**Instruções:**
Dê continuidade ao texto sobre a disputa judicial pela vaga de professora adjunta em otorrinolaringologia, escrevendo o que vem depois da última frase apresentada.

**Trecho de origem:**
###

Ela não foi nomeada por conta de decisão judicial movida por outra candidata, que determinou à universidade, por meio de liminar, que “convoque a impetrante, classificada em 1º lugar, para nomeação, posse e exercício, a fim de assumir a única vaga aberta para o cargo”.
Com apenas uma vaga disponível para a função de professora adjunta na área de otorrinolaringologia, Lorena ficou em quarto lugar entre todos os candidatos e, por conta da lei de cotas, teria a preferência, conforme previa o edital do processo seletivo. No entanto, no último dia 21 de agosto, à espera da nomeação, a médica foi surpreendida por uma decisão da 1ª Vara Federal Cível da Seção Judiciária da Bahia favorável à candidata Carolina Cincurá, que passou em primeiro lugar na ampla concorrência.

###

**Conteúdo dos dados:**
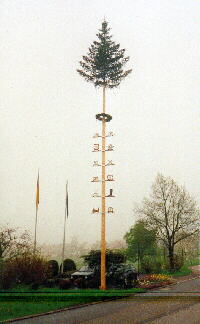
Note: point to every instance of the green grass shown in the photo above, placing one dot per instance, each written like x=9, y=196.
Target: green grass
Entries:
x=21, y=301
x=9, y=310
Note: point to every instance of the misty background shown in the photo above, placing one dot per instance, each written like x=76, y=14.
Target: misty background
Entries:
x=48, y=111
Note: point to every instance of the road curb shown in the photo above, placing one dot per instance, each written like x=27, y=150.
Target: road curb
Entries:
x=59, y=310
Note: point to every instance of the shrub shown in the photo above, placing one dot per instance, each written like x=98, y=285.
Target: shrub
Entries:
x=53, y=268
x=69, y=265
x=178, y=263
x=65, y=284
x=27, y=268
x=150, y=264
x=50, y=283
x=80, y=283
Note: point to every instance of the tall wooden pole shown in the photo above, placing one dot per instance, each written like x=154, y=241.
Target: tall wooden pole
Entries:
x=103, y=199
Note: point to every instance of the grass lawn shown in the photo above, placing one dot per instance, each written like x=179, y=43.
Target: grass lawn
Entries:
x=21, y=301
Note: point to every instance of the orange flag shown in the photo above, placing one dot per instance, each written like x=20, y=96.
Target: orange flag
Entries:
x=38, y=192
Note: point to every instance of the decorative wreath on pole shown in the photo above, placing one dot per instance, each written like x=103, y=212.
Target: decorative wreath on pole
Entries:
x=104, y=116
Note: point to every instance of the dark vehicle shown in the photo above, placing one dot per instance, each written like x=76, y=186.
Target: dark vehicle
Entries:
x=120, y=275
x=84, y=272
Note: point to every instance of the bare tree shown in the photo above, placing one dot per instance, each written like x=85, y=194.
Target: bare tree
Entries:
x=172, y=212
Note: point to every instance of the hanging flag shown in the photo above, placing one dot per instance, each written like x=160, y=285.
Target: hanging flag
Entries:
x=67, y=199
x=38, y=192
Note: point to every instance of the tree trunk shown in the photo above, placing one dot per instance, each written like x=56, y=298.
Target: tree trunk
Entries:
x=171, y=258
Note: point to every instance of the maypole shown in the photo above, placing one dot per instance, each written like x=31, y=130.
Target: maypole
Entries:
x=103, y=66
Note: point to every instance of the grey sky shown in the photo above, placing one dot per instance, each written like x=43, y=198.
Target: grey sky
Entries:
x=47, y=110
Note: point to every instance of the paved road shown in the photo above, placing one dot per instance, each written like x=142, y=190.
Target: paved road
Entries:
x=145, y=309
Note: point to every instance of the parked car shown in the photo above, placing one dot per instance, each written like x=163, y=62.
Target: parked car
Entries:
x=119, y=275
x=84, y=272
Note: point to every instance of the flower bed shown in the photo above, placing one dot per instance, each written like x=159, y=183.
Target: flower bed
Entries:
x=154, y=281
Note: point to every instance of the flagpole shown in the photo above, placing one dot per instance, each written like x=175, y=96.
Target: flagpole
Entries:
x=36, y=214
x=35, y=230
x=66, y=214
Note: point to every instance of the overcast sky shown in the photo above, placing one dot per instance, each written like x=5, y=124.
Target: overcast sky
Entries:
x=47, y=117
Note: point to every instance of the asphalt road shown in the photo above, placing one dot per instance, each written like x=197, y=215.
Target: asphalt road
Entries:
x=149, y=308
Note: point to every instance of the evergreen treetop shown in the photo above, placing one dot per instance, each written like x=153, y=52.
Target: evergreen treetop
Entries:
x=103, y=65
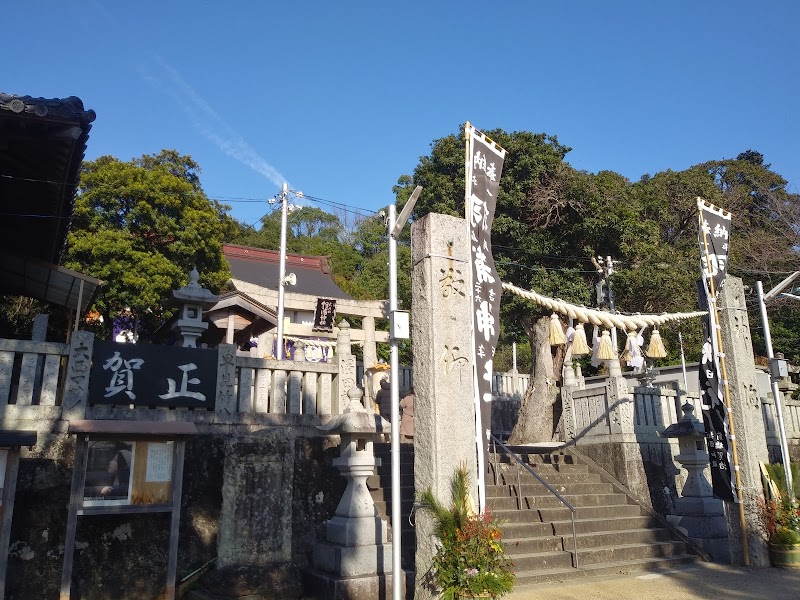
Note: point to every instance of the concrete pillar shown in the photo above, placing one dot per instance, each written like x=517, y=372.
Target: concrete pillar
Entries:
x=444, y=415
x=748, y=422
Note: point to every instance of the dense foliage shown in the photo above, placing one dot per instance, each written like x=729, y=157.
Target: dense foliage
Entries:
x=470, y=559
x=141, y=226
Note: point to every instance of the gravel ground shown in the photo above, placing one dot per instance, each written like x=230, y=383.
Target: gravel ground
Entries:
x=703, y=580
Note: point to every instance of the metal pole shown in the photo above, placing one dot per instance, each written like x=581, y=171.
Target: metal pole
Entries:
x=514, y=350
x=282, y=270
x=776, y=393
x=395, y=404
x=609, y=269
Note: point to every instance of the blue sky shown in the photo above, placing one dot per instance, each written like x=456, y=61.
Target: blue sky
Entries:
x=341, y=98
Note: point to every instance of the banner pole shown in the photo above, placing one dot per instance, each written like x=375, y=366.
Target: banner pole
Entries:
x=728, y=409
x=475, y=391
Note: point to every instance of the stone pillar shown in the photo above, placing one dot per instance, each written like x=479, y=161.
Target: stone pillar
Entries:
x=76, y=387
x=354, y=559
x=620, y=401
x=748, y=422
x=699, y=515
x=346, y=377
x=193, y=299
x=444, y=415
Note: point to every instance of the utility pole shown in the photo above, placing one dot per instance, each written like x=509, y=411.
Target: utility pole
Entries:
x=283, y=279
x=398, y=329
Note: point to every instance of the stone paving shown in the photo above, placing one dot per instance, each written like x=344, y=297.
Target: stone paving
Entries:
x=702, y=580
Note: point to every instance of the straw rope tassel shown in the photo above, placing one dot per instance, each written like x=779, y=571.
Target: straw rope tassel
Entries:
x=656, y=348
x=630, y=344
x=557, y=336
x=606, y=349
x=580, y=347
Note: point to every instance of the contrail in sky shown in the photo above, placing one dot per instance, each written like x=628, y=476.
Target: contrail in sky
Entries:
x=206, y=120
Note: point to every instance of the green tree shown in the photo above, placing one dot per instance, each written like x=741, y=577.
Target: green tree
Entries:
x=141, y=226
x=551, y=219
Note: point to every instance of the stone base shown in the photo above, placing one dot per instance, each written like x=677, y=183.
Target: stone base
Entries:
x=325, y=586
x=354, y=561
x=710, y=533
x=706, y=506
x=356, y=531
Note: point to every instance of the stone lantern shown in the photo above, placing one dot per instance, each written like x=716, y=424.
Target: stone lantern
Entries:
x=193, y=299
x=699, y=515
x=356, y=555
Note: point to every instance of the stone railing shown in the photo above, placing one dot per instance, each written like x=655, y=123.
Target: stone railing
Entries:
x=600, y=411
x=791, y=419
x=511, y=384
x=31, y=378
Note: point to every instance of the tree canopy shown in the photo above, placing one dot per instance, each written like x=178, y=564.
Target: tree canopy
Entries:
x=141, y=226
x=551, y=220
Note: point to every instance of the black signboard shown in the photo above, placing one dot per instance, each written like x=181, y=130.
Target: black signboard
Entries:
x=486, y=165
x=325, y=315
x=148, y=375
x=714, y=231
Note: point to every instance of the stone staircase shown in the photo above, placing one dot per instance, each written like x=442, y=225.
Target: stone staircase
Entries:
x=614, y=535
x=380, y=486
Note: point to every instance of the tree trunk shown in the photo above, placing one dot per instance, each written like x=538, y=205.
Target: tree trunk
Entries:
x=536, y=420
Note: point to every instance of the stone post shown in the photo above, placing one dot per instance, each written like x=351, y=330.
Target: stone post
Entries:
x=354, y=559
x=444, y=415
x=346, y=377
x=192, y=299
x=748, y=422
x=620, y=401
x=569, y=384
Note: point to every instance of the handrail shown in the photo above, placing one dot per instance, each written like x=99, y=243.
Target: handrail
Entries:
x=527, y=467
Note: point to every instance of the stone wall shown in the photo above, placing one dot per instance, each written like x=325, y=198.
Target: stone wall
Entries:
x=279, y=512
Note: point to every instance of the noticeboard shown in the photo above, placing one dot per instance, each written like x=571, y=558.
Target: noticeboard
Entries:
x=128, y=473
x=153, y=376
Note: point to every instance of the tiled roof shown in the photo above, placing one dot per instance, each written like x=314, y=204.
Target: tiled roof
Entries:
x=262, y=267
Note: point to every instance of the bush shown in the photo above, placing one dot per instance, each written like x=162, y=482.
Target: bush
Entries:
x=471, y=559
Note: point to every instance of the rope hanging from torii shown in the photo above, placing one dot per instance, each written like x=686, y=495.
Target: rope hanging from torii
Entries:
x=599, y=317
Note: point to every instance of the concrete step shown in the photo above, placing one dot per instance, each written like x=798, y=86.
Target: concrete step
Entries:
x=569, y=468
x=551, y=501
x=531, y=578
x=541, y=561
x=564, y=528
x=618, y=537
x=630, y=552
x=529, y=529
x=584, y=513
x=384, y=494
x=531, y=545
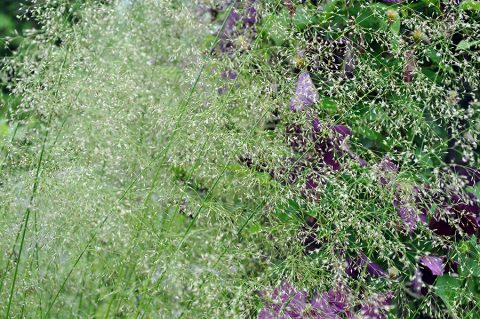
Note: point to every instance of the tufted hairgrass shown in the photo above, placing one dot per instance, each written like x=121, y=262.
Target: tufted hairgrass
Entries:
x=124, y=187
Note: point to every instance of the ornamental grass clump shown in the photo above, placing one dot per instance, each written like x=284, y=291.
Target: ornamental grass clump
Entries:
x=243, y=159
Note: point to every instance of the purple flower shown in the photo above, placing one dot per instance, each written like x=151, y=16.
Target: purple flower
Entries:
x=409, y=67
x=388, y=171
x=429, y=268
x=229, y=75
x=305, y=94
x=250, y=17
x=407, y=214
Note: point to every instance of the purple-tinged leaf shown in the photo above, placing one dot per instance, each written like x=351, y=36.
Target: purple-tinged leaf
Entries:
x=434, y=263
x=305, y=94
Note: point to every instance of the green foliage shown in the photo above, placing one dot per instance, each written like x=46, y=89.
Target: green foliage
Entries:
x=139, y=179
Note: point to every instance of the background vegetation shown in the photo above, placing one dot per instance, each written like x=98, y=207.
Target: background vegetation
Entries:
x=242, y=159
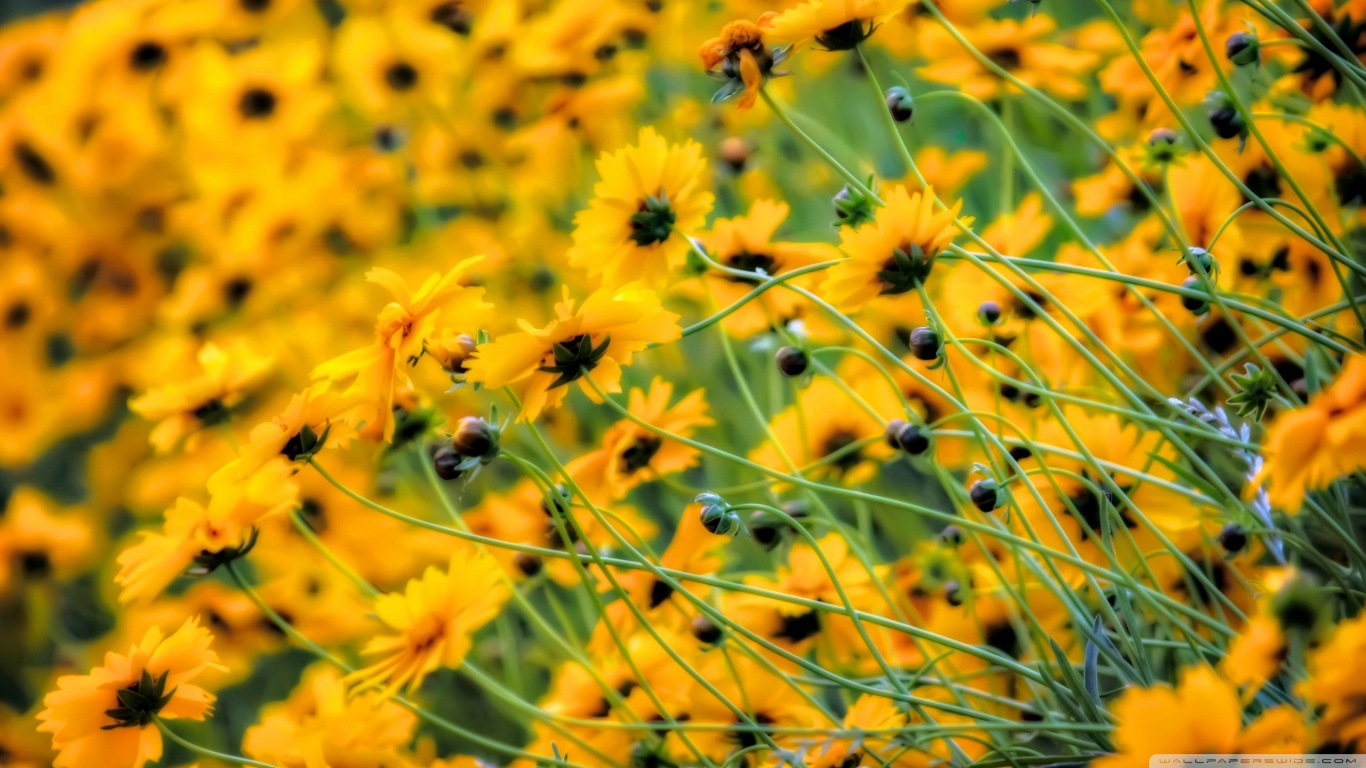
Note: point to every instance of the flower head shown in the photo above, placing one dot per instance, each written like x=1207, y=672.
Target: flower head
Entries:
x=650, y=196
x=433, y=621
x=598, y=336
x=105, y=718
x=835, y=25
x=204, y=399
x=399, y=332
x=746, y=62
x=892, y=254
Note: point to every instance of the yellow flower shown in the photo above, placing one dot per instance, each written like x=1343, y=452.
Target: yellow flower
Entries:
x=1337, y=685
x=202, y=401
x=649, y=198
x=399, y=334
x=1018, y=47
x=835, y=25
x=746, y=62
x=631, y=454
x=320, y=724
x=1309, y=447
x=394, y=67
x=194, y=533
x=38, y=543
x=435, y=619
x=891, y=254
x=746, y=242
x=1201, y=715
x=105, y=718
x=597, y=338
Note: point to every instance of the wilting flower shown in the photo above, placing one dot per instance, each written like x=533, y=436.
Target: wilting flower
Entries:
x=597, y=338
x=206, y=399
x=746, y=62
x=435, y=618
x=399, y=332
x=1309, y=447
x=894, y=253
x=633, y=454
x=649, y=198
x=105, y=718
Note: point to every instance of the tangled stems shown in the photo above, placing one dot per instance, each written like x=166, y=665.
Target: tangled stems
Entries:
x=205, y=752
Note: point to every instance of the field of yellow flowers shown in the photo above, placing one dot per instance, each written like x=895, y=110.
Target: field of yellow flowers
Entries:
x=682, y=383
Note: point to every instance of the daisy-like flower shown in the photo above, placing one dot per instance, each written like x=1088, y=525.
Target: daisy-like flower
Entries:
x=631, y=454
x=600, y=336
x=1337, y=685
x=746, y=242
x=1019, y=47
x=835, y=25
x=1309, y=447
x=649, y=197
x=1201, y=715
x=320, y=724
x=746, y=62
x=107, y=718
x=201, y=401
x=399, y=332
x=433, y=619
x=206, y=537
x=894, y=253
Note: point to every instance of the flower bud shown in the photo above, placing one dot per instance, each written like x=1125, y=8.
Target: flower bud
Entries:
x=952, y=595
x=1197, y=305
x=894, y=432
x=900, y=104
x=735, y=152
x=791, y=361
x=914, y=439
x=527, y=563
x=925, y=343
x=1243, y=49
x=1163, y=145
x=473, y=437
x=447, y=462
x=705, y=630
x=986, y=495
x=1232, y=539
x=853, y=208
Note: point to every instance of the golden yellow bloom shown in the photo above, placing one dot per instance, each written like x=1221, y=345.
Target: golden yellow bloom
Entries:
x=835, y=25
x=747, y=242
x=868, y=714
x=202, y=401
x=435, y=619
x=631, y=454
x=1309, y=447
x=650, y=197
x=198, y=535
x=1019, y=47
x=597, y=338
x=1201, y=715
x=891, y=254
x=321, y=724
x=105, y=718
x=1337, y=683
x=36, y=541
x=399, y=334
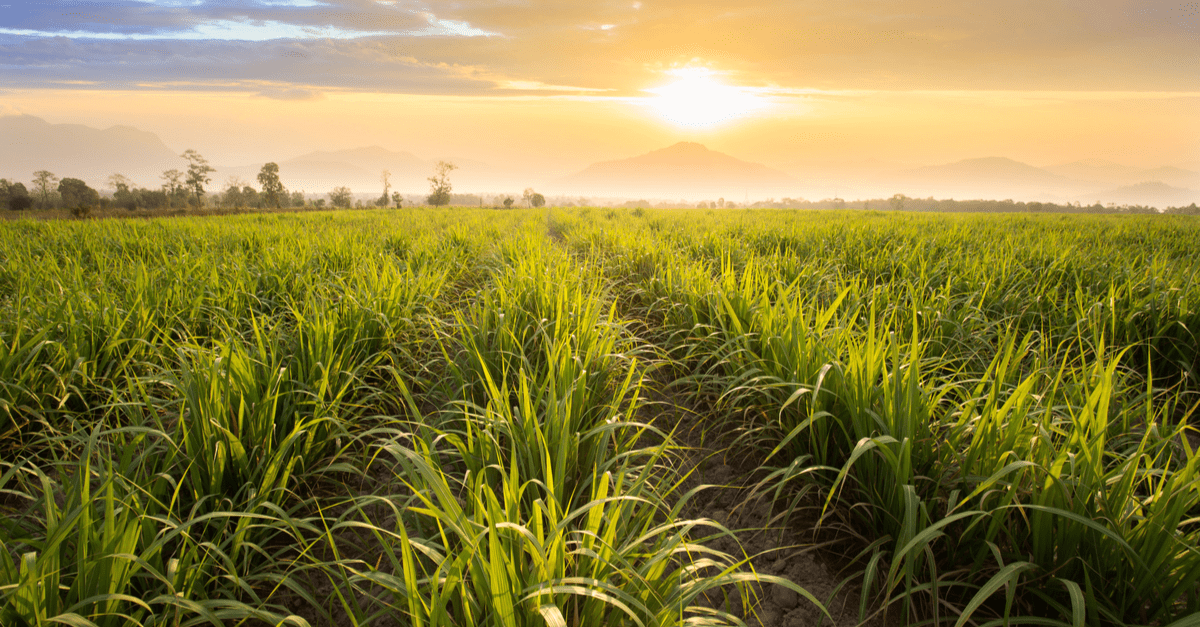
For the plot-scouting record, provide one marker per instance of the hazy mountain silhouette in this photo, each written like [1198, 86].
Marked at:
[682, 171]
[990, 178]
[1109, 174]
[1151, 193]
[81, 151]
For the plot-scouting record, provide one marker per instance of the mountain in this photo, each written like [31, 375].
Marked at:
[682, 171]
[81, 151]
[1152, 193]
[1108, 173]
[1093, 171]
[1171, 175]
[989, 178]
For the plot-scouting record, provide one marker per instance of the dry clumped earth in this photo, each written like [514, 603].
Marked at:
[790, 549]
[786, 547]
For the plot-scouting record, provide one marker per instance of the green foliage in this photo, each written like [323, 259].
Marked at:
[441, 419]
[76, 193]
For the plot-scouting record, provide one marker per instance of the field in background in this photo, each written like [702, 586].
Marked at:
[442, 417]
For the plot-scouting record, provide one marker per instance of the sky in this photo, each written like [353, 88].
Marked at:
[549, 87]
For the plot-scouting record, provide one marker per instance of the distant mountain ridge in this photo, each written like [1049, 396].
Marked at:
[82, 151]
[684, 169]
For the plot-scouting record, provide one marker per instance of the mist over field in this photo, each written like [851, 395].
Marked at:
[687, 172]
[577, 314]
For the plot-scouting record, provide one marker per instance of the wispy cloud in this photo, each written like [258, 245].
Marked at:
[616, 47]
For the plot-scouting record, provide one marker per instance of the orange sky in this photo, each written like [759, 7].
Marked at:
[547, 88]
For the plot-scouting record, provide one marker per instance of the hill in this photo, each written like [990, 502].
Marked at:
[82, 151]
[1150, 193]
[990, 178]
[685, 169]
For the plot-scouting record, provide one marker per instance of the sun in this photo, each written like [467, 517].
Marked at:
[697, 100]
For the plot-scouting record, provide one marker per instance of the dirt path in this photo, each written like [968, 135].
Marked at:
[786, 547]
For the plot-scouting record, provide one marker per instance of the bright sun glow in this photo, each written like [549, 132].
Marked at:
[697, 100]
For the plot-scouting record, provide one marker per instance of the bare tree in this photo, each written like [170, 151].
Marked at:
[45, 183]
[341, 197]
[269, 178]
[198, 171]
[385, 177]
[439, 184]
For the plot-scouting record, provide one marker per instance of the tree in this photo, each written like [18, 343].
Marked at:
[43, 184]
[387, 185]
[269, 178]
[123, 196]
[198, 171]
[341, 197]
[15, 196]
[439, 184]
[77, 193]
[172, 184]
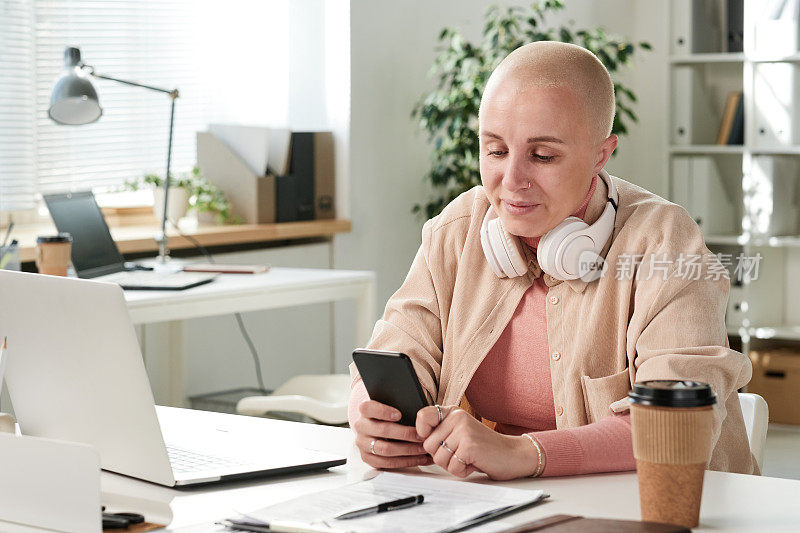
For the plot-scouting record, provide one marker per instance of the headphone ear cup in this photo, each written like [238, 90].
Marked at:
[549, 253]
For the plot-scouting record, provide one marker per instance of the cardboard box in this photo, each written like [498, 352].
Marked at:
[304, 192]
[776, 377]
[252, 197]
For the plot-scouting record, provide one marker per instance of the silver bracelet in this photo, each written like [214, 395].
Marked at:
[540, 466]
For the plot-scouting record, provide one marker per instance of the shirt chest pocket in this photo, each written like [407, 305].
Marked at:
[600, 393]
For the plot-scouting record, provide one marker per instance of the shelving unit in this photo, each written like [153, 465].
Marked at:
[758, 176]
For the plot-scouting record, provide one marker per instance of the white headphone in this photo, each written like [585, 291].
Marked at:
[571, 250]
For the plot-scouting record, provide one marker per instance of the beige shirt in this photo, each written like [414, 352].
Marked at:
[657, 313]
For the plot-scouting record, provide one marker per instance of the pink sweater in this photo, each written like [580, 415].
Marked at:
[512, 387]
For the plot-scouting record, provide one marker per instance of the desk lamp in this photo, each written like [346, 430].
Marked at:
[74, 101]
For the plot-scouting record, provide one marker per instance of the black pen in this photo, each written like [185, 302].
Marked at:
[402, 503]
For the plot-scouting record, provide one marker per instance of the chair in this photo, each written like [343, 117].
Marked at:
[756, 418]
[323, 398]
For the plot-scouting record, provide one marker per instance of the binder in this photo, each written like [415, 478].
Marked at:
[698, 187]
[694, 121]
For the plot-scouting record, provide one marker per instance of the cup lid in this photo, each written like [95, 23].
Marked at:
[672, 393]
[61, 237]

###

**Campo de resposta:**
“Em virtude de a Ufba ter oferecido apenas 01 (uma) vaga para o cargo de professor de médico otorrinolaringologista, a aplicação dos percentuais de 20% e de 5% de reserva para negros e deficientes não pode suprimir a primeira classificação de livre concorrência”, diz um trecho do documento da Justiça. Mesmo assim, Lorena se sentiu “completamente violada”.
Durante o processo judicial, a Ufba defendeu que a seleção ocorreu corretamente, se posicionando de forma contrária à decisão da liminar. “Pelo exposto, concluímos que não houve qualquer irregularidade por parte desta Ufba quanto aos trâmites relacionados ao concurso oferecido pela Faculdade de Medicina da Bahia”, afirmou.
Lei de Cotas
A Ufba passou a cumprir a Lei de Cotas (Lei n. 12.990/2014) em todos os seus concursos considerando a totalidade de vagas do Edital e não aplicando qualquer fracionamento sobre especialidades ou áreas, a partir de dezembro de 2018. Anteriormente, esta lei era aplicada somente nas áreas com três ou mais vagas.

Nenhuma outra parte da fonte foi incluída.